__Given problem__
Gather every line of the items that contains the word "dark" and list those lines.

__Given data__
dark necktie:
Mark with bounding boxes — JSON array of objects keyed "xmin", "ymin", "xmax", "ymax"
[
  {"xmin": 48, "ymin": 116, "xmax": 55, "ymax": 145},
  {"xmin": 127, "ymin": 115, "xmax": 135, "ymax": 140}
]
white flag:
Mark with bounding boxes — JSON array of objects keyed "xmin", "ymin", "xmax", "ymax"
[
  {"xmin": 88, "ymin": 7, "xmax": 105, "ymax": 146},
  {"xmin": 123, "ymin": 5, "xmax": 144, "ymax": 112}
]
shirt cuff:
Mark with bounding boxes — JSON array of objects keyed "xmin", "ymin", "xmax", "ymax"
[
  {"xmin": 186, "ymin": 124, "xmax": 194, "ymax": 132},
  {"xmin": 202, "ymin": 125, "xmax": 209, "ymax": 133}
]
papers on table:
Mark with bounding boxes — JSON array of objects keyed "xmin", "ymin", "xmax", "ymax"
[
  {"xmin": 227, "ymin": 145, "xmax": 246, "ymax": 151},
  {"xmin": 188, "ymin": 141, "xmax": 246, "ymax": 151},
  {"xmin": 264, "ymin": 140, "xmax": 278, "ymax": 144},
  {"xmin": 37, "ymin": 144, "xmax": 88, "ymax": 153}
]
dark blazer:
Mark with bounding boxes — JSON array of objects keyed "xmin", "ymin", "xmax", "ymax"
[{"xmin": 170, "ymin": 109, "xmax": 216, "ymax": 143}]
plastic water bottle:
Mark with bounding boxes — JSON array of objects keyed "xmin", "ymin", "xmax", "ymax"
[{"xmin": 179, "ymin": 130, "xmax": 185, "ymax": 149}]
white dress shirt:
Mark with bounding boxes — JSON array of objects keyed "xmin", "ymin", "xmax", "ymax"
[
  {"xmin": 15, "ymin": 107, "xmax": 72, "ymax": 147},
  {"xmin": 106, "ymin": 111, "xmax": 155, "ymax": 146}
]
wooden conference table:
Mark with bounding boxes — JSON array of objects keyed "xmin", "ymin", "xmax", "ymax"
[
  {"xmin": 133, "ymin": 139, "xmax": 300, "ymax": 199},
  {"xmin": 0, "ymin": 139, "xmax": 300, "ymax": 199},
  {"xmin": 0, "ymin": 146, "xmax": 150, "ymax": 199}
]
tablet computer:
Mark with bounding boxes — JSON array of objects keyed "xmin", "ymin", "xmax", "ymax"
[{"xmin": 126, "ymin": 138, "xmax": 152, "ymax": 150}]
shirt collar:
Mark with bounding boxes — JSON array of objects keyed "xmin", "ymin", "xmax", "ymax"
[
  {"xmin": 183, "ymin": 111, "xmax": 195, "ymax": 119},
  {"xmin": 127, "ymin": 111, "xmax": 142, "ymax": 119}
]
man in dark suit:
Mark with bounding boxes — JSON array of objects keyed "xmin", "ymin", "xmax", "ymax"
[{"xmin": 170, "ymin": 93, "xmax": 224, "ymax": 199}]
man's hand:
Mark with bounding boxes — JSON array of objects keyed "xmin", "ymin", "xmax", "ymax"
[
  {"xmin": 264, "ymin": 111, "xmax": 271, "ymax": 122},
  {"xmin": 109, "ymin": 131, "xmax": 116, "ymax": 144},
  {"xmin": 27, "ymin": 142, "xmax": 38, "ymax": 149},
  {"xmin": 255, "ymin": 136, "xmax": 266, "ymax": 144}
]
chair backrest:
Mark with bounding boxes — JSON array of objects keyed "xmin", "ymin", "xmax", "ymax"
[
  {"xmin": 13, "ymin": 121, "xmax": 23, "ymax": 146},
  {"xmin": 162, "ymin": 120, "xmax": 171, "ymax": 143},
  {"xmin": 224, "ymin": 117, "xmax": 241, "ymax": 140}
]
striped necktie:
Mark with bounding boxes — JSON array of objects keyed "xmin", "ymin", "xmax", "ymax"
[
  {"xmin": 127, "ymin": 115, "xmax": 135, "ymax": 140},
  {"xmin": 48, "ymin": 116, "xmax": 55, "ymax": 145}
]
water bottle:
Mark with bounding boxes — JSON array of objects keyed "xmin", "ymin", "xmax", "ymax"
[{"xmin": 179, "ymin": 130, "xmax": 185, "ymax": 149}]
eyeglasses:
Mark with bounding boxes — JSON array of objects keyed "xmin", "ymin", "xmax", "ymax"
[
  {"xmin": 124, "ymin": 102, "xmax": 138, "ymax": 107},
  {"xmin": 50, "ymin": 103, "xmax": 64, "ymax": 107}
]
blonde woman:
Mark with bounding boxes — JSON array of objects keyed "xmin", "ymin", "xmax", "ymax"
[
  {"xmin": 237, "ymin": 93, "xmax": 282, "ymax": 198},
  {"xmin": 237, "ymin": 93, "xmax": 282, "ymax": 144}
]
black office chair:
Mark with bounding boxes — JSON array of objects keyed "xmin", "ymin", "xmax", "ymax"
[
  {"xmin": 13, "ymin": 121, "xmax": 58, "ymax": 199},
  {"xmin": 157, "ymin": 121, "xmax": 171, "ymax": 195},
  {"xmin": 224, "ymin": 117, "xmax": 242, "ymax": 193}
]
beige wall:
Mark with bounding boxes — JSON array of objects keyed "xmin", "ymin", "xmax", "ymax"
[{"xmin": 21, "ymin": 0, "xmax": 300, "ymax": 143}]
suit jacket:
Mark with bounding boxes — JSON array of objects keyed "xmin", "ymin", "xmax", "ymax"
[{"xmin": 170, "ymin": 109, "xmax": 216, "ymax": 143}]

__Correct answer__
dark necktie:
dark blazer:
man in dark suit:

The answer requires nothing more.